** Opening LISTED RECORDS block **

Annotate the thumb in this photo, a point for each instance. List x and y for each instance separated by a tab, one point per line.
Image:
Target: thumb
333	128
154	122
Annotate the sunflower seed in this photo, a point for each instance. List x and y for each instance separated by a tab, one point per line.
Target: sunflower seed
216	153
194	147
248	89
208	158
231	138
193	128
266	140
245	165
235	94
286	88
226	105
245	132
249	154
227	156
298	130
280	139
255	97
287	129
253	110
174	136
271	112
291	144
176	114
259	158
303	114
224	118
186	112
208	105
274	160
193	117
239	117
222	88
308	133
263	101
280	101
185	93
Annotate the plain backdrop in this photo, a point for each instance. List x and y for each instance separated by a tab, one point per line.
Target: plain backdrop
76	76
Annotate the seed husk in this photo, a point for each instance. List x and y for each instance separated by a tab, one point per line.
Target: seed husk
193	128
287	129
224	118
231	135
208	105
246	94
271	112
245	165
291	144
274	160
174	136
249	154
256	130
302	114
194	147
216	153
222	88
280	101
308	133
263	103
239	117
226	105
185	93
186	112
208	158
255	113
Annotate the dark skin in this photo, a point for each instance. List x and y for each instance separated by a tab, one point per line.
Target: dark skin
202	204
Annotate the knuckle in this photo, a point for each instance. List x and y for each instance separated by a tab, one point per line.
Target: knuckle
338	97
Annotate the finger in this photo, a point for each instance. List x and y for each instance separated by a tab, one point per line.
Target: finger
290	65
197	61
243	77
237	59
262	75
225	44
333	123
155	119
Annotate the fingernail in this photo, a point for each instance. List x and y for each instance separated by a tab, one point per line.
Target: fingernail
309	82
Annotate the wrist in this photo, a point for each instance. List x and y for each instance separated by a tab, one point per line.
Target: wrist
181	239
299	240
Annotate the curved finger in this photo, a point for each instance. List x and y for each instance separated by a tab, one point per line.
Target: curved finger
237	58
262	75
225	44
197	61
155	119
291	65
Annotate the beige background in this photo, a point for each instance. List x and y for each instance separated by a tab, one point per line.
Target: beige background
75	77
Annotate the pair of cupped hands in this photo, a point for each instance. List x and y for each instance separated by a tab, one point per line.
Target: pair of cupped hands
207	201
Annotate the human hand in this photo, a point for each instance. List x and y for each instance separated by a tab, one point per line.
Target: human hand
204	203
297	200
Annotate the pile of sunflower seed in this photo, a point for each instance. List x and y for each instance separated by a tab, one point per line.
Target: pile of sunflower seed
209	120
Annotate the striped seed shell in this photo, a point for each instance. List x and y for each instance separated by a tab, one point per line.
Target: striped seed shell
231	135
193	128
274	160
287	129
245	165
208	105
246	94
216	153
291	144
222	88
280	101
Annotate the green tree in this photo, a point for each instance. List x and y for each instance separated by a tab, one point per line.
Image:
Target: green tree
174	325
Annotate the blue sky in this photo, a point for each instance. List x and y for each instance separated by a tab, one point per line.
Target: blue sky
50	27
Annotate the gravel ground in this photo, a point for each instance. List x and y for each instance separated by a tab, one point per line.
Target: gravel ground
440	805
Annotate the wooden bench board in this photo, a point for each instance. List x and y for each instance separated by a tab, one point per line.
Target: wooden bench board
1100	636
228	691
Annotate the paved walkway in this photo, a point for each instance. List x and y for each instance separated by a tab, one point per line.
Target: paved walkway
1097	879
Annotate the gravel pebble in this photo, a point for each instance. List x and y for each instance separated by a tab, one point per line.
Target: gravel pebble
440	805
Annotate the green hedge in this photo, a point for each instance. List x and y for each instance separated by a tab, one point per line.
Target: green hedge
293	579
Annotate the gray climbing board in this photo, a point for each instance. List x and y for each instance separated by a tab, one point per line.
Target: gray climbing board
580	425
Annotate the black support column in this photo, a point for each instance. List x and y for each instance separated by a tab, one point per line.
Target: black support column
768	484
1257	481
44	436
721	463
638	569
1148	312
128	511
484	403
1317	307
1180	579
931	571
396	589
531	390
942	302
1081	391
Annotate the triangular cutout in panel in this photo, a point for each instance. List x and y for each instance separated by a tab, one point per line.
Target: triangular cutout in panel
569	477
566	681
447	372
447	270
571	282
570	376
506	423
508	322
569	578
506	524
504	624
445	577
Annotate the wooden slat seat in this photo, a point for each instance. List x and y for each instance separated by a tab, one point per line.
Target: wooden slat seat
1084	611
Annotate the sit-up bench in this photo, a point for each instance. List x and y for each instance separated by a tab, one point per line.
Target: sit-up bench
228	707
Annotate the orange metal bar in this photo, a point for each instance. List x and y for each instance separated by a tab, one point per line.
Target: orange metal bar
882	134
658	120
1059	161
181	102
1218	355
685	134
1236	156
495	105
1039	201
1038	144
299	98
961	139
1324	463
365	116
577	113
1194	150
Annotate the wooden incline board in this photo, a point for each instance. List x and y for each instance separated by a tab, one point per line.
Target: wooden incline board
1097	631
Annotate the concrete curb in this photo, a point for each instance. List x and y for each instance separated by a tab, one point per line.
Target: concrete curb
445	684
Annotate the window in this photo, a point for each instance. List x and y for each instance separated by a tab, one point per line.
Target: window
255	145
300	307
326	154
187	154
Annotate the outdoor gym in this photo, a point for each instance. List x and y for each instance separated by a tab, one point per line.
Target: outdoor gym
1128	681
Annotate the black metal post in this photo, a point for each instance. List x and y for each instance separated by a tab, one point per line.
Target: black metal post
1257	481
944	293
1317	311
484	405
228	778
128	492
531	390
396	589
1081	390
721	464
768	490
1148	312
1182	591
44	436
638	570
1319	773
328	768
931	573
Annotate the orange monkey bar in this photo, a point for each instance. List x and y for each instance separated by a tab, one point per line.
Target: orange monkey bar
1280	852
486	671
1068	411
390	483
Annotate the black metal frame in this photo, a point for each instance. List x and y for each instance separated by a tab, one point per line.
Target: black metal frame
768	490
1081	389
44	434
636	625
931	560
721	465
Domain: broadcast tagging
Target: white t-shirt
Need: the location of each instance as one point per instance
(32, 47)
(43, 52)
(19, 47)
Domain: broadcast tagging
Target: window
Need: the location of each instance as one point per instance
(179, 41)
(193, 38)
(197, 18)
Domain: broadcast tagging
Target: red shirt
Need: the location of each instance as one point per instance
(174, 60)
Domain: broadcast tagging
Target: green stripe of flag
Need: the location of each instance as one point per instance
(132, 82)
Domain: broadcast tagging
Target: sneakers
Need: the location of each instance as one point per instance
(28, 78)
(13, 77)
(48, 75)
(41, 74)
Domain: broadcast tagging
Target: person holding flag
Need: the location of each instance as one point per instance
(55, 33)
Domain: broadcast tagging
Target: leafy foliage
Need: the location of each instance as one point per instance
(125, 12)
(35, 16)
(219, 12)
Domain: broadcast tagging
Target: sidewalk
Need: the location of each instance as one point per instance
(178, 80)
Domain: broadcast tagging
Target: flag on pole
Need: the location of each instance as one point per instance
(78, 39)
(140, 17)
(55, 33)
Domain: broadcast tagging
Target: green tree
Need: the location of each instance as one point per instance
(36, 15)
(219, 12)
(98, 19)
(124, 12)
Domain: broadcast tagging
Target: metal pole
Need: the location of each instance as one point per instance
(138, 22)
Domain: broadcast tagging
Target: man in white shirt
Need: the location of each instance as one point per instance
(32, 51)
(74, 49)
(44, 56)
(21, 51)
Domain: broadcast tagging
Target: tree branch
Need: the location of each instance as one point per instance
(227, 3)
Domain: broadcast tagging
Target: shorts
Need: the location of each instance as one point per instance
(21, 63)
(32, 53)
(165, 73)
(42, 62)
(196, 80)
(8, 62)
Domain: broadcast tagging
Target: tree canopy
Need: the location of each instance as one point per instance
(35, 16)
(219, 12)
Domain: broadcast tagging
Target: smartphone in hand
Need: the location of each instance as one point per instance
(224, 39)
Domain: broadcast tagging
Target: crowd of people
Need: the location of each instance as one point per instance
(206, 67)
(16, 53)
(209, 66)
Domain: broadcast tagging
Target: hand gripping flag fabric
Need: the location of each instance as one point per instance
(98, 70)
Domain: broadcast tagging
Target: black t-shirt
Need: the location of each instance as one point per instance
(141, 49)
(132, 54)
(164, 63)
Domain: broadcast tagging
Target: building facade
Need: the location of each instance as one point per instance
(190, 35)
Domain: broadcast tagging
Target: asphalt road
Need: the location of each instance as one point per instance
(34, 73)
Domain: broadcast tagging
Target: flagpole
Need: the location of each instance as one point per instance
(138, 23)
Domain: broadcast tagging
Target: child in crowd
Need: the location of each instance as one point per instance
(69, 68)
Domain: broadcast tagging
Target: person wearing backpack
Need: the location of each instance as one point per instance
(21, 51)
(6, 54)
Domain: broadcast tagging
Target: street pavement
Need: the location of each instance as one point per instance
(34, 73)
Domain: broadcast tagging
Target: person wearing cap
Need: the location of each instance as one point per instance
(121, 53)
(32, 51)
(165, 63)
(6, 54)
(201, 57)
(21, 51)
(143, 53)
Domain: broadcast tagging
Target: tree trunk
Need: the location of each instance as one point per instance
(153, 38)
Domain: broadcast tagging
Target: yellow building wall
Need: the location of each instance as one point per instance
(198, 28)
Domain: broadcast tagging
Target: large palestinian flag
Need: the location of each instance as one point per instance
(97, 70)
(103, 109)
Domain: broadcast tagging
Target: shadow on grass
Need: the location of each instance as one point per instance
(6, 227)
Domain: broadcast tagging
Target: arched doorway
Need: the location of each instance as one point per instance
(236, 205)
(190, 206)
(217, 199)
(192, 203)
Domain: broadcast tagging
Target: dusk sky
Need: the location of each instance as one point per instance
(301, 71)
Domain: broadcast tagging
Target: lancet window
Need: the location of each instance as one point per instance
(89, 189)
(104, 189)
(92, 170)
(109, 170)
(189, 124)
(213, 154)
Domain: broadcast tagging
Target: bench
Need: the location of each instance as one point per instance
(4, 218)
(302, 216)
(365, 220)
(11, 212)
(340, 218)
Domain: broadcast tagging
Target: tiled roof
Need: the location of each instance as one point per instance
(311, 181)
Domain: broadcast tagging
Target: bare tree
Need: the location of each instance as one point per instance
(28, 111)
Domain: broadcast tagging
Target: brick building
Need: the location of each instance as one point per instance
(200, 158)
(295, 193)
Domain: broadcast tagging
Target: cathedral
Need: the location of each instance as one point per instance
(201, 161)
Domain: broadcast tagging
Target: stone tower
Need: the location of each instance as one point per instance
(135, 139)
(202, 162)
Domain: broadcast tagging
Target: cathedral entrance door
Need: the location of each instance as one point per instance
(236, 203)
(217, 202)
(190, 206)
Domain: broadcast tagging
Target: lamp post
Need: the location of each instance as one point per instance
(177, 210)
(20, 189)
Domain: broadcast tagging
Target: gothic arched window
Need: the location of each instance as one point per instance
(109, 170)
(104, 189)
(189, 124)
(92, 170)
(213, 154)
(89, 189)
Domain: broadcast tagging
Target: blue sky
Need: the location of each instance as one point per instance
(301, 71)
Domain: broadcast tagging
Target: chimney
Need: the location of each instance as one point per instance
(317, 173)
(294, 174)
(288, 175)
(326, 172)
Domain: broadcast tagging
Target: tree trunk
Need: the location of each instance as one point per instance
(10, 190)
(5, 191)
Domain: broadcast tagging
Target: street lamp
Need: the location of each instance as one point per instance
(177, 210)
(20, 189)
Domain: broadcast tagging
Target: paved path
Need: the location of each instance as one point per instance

** Closing LISTED RECORDS block **

WORK TO BE COMPLETED | Retype word for word everything in the listing above from the line that holds "Target: dark skin" down to the line that holds "Annotate the wrist". Keep both end lines and leave out the rest.

ANSWER TO THE EXERCISE |
Target: dark skin
202	204
Annotate the knuckle in this photo, a point for each instance. List x and y for each instance separated by a tab, one point per line.
Target: knuckle
338	97
Annotate the finger in this photo, a point for each instance. List x and y for each instance separated by a tab, one point per line.
Target: finger
290	65
197	61
243	77
237	59
262	75
225	44
333	123
155	119
Annotate the fingernail in this photo, a point for each instance. List x and y for each instance separated by a tab, one point per line.
Target: fingernail
309	82
Annotate the wrist in this photo, a point for each instance. List x and y for each instance separated by a tab, one point per line.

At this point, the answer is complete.